Region annotation entries
::::

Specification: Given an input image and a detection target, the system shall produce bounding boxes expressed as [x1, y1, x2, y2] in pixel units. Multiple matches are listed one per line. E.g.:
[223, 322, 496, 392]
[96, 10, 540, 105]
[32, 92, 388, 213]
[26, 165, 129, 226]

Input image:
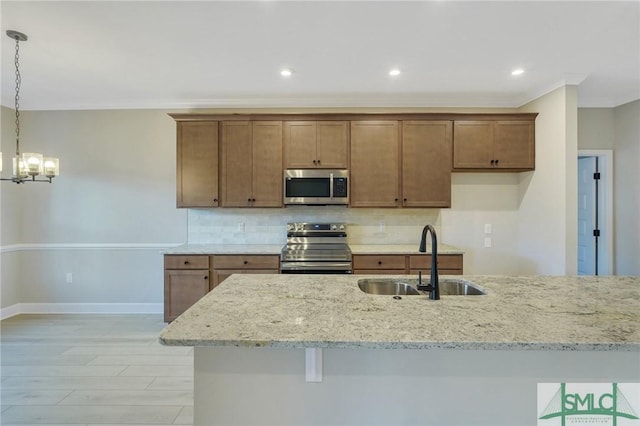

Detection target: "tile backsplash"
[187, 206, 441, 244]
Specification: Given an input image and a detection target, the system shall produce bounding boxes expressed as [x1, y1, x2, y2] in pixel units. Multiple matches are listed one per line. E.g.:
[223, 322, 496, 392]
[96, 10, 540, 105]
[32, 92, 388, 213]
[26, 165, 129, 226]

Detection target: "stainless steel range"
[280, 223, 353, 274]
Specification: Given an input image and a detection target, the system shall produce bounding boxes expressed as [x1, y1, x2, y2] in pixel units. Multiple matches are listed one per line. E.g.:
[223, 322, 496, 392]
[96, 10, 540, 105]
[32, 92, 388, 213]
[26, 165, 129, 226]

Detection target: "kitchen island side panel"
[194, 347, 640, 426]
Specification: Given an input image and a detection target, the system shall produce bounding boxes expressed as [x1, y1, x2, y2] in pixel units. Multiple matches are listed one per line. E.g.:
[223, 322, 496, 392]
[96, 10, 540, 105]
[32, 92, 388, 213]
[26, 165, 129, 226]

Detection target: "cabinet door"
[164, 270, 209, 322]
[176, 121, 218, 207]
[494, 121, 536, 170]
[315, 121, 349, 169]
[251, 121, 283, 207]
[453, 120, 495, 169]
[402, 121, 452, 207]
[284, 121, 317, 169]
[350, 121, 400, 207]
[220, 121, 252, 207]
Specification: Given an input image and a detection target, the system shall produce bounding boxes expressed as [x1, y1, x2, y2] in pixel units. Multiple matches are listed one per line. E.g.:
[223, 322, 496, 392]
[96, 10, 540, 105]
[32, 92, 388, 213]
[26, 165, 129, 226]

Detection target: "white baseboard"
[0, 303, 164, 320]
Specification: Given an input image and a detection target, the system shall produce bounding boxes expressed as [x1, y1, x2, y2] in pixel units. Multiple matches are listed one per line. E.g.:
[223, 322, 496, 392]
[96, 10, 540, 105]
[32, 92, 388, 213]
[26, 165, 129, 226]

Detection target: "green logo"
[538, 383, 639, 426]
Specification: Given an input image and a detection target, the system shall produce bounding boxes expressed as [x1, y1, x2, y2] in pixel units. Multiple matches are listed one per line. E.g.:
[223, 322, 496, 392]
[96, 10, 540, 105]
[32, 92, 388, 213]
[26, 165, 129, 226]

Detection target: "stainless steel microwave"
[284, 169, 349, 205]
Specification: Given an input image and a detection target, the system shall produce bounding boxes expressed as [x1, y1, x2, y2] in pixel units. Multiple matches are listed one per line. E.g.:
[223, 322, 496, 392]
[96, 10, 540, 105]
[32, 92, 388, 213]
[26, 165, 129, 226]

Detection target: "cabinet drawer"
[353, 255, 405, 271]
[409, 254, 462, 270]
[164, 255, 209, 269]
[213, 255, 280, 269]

::::

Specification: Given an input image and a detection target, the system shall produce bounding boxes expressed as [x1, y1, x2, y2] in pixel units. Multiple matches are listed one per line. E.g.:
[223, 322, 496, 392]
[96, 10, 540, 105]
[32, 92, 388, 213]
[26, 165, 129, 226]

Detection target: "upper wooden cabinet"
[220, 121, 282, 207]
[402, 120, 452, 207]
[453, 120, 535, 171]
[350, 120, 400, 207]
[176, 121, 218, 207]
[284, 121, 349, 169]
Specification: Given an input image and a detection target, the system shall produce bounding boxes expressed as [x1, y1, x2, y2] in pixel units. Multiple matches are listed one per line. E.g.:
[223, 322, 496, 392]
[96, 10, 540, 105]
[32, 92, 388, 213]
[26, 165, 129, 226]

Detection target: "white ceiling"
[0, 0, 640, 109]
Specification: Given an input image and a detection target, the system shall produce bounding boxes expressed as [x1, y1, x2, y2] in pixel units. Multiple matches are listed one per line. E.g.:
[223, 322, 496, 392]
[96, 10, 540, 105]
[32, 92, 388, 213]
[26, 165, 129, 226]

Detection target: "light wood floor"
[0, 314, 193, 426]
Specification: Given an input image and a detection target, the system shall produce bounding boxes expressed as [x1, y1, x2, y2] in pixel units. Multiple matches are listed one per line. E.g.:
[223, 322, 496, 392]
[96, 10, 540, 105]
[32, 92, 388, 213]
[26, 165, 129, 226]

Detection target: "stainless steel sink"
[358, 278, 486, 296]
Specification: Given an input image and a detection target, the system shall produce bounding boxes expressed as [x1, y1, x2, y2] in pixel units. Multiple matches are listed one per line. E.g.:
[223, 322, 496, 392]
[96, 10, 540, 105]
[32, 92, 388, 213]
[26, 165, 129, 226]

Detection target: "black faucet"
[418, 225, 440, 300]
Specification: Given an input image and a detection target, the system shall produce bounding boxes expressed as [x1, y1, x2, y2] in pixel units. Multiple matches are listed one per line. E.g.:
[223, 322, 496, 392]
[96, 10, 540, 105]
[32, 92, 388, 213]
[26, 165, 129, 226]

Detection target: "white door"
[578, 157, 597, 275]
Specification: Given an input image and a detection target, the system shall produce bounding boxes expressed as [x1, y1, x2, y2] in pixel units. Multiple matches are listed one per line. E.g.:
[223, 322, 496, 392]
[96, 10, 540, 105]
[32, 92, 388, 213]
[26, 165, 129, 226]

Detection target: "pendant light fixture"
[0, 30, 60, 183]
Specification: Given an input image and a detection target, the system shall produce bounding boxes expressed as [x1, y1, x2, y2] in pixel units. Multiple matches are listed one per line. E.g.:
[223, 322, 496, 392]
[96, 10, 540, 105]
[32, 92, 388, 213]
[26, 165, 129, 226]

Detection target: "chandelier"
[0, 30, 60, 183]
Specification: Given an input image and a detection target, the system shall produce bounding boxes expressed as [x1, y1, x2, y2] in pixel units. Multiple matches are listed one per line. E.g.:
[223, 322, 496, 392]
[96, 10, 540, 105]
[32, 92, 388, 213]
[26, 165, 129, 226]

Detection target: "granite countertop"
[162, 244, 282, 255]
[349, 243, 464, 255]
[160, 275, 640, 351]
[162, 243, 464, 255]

::::

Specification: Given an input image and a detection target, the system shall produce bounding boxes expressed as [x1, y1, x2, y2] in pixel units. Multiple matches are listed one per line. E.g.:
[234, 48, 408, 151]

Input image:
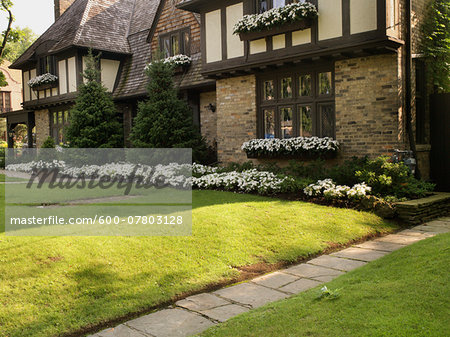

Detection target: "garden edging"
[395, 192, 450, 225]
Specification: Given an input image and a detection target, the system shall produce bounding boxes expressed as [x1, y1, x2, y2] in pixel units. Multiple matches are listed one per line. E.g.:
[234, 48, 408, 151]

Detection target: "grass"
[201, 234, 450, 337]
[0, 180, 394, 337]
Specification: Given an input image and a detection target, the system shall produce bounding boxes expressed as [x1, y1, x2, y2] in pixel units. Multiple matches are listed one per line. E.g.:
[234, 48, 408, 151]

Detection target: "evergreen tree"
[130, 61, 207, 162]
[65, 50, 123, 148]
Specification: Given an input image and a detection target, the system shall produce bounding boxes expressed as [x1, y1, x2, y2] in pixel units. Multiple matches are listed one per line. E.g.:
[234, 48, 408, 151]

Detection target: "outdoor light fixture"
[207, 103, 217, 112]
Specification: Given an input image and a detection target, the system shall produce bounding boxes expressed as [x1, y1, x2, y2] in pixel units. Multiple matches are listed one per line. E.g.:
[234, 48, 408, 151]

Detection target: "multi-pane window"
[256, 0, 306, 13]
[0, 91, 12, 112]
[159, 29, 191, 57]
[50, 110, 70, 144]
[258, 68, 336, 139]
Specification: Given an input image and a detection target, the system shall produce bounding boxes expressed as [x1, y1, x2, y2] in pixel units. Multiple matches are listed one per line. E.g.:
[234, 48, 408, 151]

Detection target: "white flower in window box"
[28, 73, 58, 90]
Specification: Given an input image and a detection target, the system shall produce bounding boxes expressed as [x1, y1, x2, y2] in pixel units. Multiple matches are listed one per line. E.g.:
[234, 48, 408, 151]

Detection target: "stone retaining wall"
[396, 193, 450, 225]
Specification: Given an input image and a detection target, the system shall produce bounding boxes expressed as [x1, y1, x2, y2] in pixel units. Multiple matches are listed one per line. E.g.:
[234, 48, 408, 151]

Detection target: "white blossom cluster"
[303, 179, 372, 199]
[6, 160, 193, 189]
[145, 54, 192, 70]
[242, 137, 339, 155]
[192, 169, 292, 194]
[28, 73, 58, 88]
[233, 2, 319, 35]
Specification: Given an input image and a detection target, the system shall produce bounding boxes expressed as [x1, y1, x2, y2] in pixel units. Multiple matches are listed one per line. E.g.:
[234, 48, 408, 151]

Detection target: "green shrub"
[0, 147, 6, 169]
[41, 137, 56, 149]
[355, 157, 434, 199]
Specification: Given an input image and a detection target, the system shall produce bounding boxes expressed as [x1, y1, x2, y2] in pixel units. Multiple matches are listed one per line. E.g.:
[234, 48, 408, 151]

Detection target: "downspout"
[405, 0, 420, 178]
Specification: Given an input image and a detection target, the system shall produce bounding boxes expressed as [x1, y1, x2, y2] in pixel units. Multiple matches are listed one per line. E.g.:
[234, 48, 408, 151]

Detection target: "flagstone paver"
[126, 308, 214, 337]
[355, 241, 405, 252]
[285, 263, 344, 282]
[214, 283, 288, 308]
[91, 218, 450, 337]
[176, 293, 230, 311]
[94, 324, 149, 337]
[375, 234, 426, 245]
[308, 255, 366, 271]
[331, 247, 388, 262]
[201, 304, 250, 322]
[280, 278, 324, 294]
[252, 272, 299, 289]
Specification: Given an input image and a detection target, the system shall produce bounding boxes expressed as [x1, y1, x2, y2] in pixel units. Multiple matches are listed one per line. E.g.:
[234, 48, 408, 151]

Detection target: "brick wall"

::::

WHAT YOU WILL DO |
List every line in the rows above that contains the word "fixture".

CORRECT ANSWER |
Detection target: "pendant light fixture"
Detection target: "outdoor light fixture"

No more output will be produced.